Document extract -
------------
1. Field of the Invention
The present invention relates to an apparatus for recording signals such as image signals on a disk recording medium and, more particularly, to control of management information of recorded signals.
2. Related Background Art
Conventionally, a video tape recorder which records analog video signals on magnetic tapes is available as an image recording apparatus for recording video signals on a recording medium. However, with rapid progress of digital signal processing technologies, digital recording/playback apparatuses which record analog video signals on a recording medium by converting the signals into digital video signals are becoming popular at present.
Such digital recording/playback apparatuses include a digital VTR, a digital video disk apparatus which records signals on a solid-state disk or magnetooptical disk, and a solid-state memory video apparatus which records signals in a solid-state memory such as a flash memory or an SRAM.
These digital recording/playback apparatuses load a video signal obtained by an image pickup device such as a CCD and convert the signal into a digital signal by A/D conversion. The apparatuses reduce the information amount by compression-encoding this digital video signal. In this manner, these apparatuses can record a large amount of image information in a small recording capacity.
Schemes used as this compression encoding are discrete cosine transform (to be referred to as DCT hereinafter) which is orthogonal transformation having the highest compression efficiency, and a variable-length coding scheme. To perform compression encoding, a single image is first segmented into a plurality of blocks each having x horizontal pixels and y vertical pixels, and DCT transform is performed for each block. A DCT coefficient after the transform is divided by a certain divisor, and the remainder is rounded, thereby performing quantization. By using the characteristic that a quantized image is concentrated in low-frequency components, the number of bits of high-frequency components is reduced. In this way, the information amount is greatly reduced.
The information amount can be further compressed by performing variable-length encoding, e.g., Huffman coding, which assigns to the quantized data a code length corresponding to the occurrence frequency of the data.
Furthermore, greater compression can be attained by combining interframe predictive encoding which calculates the difference between frames, by using the characteristic that a motion image has a strong correlation between frames.
------------
Data lines -
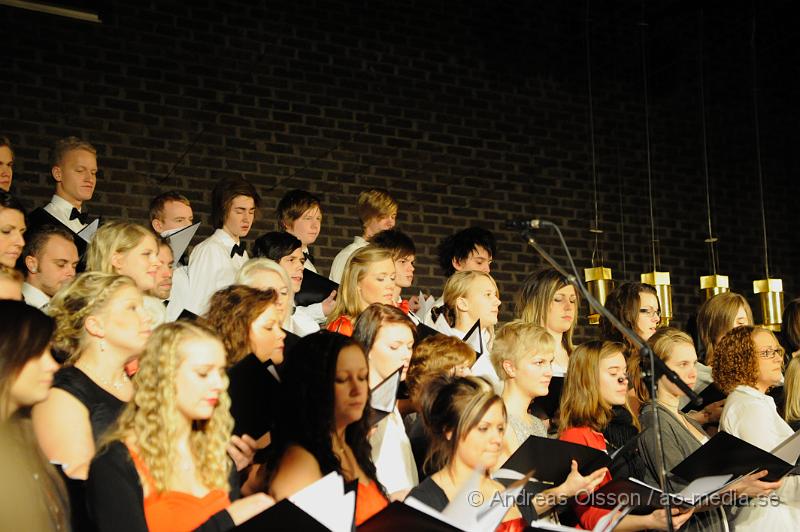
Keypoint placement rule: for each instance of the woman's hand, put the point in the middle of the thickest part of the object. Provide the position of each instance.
------------
Prompt - Write the next part of the patent background on digital video recording, beginning after its final sentence about interframe predictive encoding.

Result of the exercise -
Of this type of recording/playback apparatuses, the capacities of disk media of disk apparatuses are rapidly increasing in recent years. Consequently, apparatuses which record and play not only audio signals but video signals in and from a disk medium for a long time have been proposed. For example, a technique has been proposed which uses a recording format based on high-efficiency encoding such as MPEG using, e.g., DCT and variable-length encoding described above, and which can realize a recording/playback apparatus which records video signals for one hour or more at data rates of about 4 Mbps and 10 Mbps. Furthermore, disk media themselves are being reliably decreased in size and increased in capacity.
In an image recording apparatus which records video signals on a disk medium by reducing the information amount by compressing the signals by combining the aforementioned compression techniques, the information amount varies in accordance with an image because variable-length encoding is used. Therefore, a rate control means for holding the information amount constant is used to uniformize the recording rate of images, thereby recording images in a predetermined recording media capacity within a predetermined time.
This rate control uniformizes the rate by writing compressed data having variations into a certain predetermined buffer and reading out the data at a constant rate. That is, buffer control is performed such that if the data may exceed a predetermined value of the buffer, the quantization level described above is increased to raise the compression ratio; if the buffer does not satisfy the predetermined value, the quantization level is decreased to lower the compression ratio.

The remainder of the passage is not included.